◆ Richiesta data 1
Riscrivi il passo dell'articolo su San Paolo che inizia con "Omaggio - ricordo" e prosegue fino a "diede al Maestro.", sostituendo "centenario" con "anniversario".

* * * * *

Omaggio - ricordo a S. Paolo Apostolo

L'anno prossimo sarà solennemente ricordato il centenario (61-1961) dell'arrivo di S. Paolo a Roma. La Famiglia Paolina intende celebrare la grande data erigendo Voltare definitivo a San Paolo nel Santuario Regina degli Apostoli.
Ci dicono: tale altare richiederebbe che abbia di fronte Voltare a Gesù Maestro, nel posto che è previsto nella costruzione del Santuario: il Discepolo ed il Maestro si guarderanno con amore; il Maestro che fu tutto per San Paolo, il Discepolo che tutto si diede al Maestro.
Questo è pure vivissimo desiderio della Famiglia Paolina: si conta su la generosità dei divoti Cooperatori.


Nella primavera dell'anno 61 dopo Cristo,
dall'alto dei Colli Albani Paolo contemplò per la prima volta la città di Roma.

* * * * *

◆ Richiesta data 2
Calcola in quante righe delle voci compare la stringa "sofa", distinguendo tra maiuscole e minuscole. Rispondi solo con il numero.

* * * * *

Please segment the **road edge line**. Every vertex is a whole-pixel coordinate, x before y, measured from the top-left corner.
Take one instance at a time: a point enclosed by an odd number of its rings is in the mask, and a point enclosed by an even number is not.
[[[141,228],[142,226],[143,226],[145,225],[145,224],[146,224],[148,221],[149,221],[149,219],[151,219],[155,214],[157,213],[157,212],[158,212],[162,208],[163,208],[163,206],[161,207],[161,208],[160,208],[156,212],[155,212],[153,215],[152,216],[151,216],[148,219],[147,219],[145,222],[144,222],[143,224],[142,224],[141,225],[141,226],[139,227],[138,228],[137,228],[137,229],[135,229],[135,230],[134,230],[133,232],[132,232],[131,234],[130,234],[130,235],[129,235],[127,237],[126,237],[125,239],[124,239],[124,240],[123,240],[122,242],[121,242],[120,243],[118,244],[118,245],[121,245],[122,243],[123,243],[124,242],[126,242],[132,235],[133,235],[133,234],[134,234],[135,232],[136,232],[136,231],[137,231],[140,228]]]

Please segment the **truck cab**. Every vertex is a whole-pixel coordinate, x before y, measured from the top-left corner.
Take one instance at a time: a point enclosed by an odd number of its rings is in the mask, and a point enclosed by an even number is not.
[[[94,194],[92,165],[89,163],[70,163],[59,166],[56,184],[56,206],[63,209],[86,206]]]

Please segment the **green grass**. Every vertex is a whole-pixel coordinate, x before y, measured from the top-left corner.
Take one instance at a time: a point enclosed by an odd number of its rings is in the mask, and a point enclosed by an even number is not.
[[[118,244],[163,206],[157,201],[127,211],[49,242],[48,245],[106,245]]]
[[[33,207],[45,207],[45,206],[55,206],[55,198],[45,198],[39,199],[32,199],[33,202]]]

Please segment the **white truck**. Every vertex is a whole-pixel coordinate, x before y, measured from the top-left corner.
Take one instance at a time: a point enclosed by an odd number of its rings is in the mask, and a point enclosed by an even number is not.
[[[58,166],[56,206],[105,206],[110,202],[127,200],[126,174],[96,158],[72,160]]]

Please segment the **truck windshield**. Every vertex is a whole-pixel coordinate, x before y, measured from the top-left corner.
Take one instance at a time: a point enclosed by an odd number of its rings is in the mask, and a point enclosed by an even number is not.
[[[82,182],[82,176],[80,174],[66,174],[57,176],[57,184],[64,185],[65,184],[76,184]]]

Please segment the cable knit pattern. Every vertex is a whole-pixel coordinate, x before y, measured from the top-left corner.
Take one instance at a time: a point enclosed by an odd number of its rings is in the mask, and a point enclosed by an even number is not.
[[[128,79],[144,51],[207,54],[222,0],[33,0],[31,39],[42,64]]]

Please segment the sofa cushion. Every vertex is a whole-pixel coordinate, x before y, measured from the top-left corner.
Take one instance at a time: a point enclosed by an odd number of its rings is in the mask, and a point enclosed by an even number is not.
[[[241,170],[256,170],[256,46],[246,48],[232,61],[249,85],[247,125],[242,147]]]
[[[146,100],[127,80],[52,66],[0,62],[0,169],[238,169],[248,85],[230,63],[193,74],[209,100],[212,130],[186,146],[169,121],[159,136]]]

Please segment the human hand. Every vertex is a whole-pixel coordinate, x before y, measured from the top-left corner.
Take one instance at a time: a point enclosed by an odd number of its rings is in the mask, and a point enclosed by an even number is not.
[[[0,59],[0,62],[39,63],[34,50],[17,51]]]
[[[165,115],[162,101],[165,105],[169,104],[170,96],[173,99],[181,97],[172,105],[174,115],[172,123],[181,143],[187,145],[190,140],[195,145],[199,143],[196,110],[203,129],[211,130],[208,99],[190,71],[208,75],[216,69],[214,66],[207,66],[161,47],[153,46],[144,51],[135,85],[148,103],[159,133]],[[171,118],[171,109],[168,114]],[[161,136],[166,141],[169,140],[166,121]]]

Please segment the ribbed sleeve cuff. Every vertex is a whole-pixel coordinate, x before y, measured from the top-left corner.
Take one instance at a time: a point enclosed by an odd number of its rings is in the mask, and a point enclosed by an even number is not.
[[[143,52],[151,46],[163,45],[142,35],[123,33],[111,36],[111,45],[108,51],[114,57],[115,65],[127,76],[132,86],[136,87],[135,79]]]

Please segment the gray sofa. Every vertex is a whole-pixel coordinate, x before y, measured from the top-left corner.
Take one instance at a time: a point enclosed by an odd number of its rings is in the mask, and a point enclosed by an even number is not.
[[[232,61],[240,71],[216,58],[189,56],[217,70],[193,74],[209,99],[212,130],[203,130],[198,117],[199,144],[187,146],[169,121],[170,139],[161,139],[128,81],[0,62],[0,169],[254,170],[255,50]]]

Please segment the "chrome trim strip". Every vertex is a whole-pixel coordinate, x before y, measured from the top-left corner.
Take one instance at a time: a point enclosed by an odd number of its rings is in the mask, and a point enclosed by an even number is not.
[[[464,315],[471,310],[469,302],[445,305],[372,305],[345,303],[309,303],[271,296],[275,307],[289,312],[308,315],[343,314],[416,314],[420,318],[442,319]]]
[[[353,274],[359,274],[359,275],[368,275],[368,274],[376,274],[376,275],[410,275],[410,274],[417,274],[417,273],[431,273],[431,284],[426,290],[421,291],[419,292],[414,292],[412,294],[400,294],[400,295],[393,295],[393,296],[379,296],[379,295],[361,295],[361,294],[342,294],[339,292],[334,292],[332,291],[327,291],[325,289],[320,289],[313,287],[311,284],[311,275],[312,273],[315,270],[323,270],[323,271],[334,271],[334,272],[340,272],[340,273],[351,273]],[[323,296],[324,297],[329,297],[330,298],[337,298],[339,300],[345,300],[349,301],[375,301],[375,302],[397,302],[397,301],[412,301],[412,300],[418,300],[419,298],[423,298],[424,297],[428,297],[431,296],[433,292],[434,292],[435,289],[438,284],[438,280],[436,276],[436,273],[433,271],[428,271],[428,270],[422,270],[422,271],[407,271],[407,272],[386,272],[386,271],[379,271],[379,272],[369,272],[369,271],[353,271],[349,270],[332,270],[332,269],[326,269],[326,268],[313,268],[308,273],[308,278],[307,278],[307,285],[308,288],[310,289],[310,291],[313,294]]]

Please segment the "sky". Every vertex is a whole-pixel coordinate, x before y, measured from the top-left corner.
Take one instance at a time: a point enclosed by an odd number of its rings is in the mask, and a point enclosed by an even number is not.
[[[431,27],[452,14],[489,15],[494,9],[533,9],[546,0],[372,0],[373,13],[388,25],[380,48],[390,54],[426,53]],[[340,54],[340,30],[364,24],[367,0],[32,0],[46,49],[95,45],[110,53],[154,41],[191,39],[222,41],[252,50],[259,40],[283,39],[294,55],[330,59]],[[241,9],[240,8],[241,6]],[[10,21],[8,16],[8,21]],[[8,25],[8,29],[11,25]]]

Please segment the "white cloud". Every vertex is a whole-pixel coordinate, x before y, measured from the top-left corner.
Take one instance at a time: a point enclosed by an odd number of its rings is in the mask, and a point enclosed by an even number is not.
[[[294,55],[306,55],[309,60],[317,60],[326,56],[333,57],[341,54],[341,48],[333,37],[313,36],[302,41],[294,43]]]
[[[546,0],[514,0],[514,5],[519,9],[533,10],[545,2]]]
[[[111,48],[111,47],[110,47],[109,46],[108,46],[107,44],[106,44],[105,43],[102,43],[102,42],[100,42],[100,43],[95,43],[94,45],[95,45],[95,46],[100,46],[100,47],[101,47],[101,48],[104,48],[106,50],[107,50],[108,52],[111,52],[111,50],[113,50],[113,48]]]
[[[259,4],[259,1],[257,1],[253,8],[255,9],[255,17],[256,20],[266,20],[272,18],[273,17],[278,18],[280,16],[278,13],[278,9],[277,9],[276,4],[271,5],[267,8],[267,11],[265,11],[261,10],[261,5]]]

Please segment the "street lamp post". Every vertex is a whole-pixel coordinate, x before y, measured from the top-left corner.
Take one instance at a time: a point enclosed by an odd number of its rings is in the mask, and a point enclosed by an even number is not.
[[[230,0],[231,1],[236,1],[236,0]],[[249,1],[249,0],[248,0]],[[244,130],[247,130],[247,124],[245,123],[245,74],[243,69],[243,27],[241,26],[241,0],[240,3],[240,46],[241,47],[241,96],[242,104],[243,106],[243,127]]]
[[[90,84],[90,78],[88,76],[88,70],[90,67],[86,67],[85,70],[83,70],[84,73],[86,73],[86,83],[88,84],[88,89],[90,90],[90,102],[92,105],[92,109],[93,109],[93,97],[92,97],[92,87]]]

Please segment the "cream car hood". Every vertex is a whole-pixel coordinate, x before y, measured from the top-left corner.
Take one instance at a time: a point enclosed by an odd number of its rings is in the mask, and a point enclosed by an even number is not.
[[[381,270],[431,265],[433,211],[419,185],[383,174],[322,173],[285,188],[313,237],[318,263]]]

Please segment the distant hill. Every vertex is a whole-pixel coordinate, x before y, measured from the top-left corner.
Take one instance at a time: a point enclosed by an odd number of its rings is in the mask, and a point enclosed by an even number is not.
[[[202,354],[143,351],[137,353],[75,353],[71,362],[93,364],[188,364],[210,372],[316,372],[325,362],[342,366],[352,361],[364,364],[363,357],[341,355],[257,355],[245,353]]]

* * * * *

◆ Risposta completa 1
Omaggio - ricordo a S. Paolo Apostolo

L'anno prossimo sarà solennemente ricordato il anniversario (61-1961) dell'arrivo di S. Paolo a Roma. La Famiglia Paolina intende celebrare la grande data erigendo Voltare definitivo a San Paolo nel Santuario Regina degli Apostoli.
Ci dicono: tale altare richiederebbe che abbia di fronte Voltare a Gesù Maestro, nel posto che è previsto nella costruzione del Santuario: il Discepolo ed il Maestro si guarderanno con amore; il Maestro che fu tutto per San Paolo, il Discepolo che tutto si diede al Maestro.

◆ Risposta completa 2
2